▶ **Selected passage**:
# Ultrapolis World's Tallest Cities Update for 2012



## isaidso (Mar 21, 2007)

CTBUH data tends to be credible and that's where the table came from. The list looks to be fairly representative of reality to me. I just wish they had a 2012 table.


----------



## tocoto (Jan 18, 2003)

I've been to Tokyo, Chicago and NYC. Tokyo is a huge city with a great skyline and Chicago is pretty big too. Neither comes close to NYC so the numbers may seem objective and therefore true, but they are not telling the real story. NYC has the biggest and most impressive skyline by far - it's really not even close.


----------



## Nouvellecosse (Jun 4, 2005)

But this ranking is not measuring biggest, it's measuring tallest. That is a very specific skyline dimension that should not be confused with any other aspect. 

It's true height doesn't mean everything. To some people it means hardly anything. But that is what this list is measuring and I think it does it fairly accurately. If you start to add too many buildings, you start to mix the measurement of height with the measurement of bulk.

▶ **Material shown**:
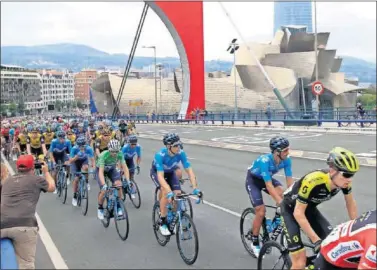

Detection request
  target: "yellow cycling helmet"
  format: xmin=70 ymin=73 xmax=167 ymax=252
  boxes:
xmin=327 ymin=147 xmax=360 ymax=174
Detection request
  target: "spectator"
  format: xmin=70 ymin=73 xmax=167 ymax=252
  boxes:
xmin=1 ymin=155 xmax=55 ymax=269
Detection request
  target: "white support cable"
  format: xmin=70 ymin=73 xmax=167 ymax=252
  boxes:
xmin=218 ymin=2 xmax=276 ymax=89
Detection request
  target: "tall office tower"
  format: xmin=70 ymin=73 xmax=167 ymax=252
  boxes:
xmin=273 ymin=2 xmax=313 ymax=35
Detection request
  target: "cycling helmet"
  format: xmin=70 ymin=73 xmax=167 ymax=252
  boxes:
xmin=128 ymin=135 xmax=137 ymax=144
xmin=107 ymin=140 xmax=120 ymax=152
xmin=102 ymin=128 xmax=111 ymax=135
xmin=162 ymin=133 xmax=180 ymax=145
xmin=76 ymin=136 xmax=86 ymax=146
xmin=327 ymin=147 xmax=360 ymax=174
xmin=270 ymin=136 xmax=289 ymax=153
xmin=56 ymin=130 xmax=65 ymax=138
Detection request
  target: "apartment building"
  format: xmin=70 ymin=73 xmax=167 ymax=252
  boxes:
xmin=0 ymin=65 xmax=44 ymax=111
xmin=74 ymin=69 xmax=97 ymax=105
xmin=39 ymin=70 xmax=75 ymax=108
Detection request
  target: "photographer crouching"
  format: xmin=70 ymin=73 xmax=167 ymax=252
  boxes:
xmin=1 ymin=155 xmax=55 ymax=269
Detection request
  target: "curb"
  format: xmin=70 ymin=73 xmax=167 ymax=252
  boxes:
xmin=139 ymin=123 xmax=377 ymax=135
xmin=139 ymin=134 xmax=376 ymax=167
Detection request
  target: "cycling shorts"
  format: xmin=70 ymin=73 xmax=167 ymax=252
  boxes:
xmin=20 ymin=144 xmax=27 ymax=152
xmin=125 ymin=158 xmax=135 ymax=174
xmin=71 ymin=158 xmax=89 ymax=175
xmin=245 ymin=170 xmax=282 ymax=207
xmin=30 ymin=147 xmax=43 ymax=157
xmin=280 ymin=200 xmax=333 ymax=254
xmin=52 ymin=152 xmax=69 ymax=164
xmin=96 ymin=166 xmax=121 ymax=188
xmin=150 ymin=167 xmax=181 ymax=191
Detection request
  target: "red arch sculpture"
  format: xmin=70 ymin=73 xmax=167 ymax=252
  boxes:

==

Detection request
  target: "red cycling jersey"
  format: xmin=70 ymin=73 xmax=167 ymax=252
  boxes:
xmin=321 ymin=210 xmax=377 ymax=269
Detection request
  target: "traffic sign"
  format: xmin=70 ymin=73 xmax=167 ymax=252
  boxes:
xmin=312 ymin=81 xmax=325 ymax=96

--

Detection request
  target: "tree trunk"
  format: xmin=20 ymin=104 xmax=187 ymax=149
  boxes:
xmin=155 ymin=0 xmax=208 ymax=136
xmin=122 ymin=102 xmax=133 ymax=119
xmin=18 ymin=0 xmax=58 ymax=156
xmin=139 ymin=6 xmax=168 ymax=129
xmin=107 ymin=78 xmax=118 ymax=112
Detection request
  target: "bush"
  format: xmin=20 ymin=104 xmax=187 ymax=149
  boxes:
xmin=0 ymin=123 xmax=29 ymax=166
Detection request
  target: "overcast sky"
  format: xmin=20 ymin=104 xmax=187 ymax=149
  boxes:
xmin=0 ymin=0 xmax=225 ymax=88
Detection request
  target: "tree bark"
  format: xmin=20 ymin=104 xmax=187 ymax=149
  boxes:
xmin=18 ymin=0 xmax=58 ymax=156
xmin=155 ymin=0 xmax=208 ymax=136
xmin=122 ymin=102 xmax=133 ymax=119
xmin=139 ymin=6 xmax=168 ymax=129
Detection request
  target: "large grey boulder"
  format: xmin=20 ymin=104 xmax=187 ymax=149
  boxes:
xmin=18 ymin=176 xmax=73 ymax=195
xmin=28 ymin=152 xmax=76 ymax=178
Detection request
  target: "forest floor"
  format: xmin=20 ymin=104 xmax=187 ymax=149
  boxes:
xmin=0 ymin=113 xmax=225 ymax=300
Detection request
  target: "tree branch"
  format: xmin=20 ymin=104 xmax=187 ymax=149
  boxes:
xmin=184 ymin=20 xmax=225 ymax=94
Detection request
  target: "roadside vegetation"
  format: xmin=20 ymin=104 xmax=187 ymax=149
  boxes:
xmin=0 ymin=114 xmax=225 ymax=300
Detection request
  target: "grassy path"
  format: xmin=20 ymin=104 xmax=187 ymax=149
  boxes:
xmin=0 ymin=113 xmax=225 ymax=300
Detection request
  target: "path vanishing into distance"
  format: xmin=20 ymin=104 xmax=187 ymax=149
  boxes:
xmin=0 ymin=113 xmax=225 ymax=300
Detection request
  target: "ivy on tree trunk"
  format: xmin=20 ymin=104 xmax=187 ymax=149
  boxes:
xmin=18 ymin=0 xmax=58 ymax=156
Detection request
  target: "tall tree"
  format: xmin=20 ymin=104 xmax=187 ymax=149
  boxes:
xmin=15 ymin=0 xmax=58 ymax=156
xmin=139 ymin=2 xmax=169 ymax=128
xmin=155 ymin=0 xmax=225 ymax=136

▶ **Short task 1**: Rewrite the stretch of the tallest-cities thread from "CTBUH data tends" through "a 2012 table.", changing "credible" to "reliable".
▶ **Short task 2**: Extend the tallest-cities thread past its final post.

▶ **Final result 1**:
CTBUH data tends to be reliable and that's where the table came from. The list looks to be fairly representative of reality to me. I just wish they had a 2012 table.

▶ **Final result 2**:
----------



## skyscrapercity (Aug 31, 2004)

isaidso said:


> CTBUH data tends to be credible and that's where the table came from. The list looks to be fairly representative of reality to me. I just wish they had a 2012 table.


CTBUH is NOT credible, especially the number of buildings in 2009 in Seoul.
I highly doubt how they collected DATA about Seoul.
Did they come to Seoul and walk around all places to count all buildings over 100m in Seoul? 
Or did they do survey properly?

I can easily prove that Seoul had more buildings than 282 in 2009.
Because I have been lived here in Korea for more than 15 years.
Importantly, one of our propject was making DATA of buildings in Korea.(Currently, the project stopped for a while, it was one of main activities of our club. )
So I walked around almost every corner of streets in Seoul to collect DATA, taking pictures and so on at those days.
Therefore I am sure at least that data from CTBUH was inaccurate.

Don't get me wrong
I am not saying that Seoul has to be higher or lower on the ranking.
Actually, I don't care the ranking.

If you don't want to believe me, that's really fine. Forget it!
I really don't want to force anybody to believe anything.
I just want to point out that there are flaws of Data about Seoul.
That's all. 

Peace.


----------



## isaidso (Mar 21, 2007)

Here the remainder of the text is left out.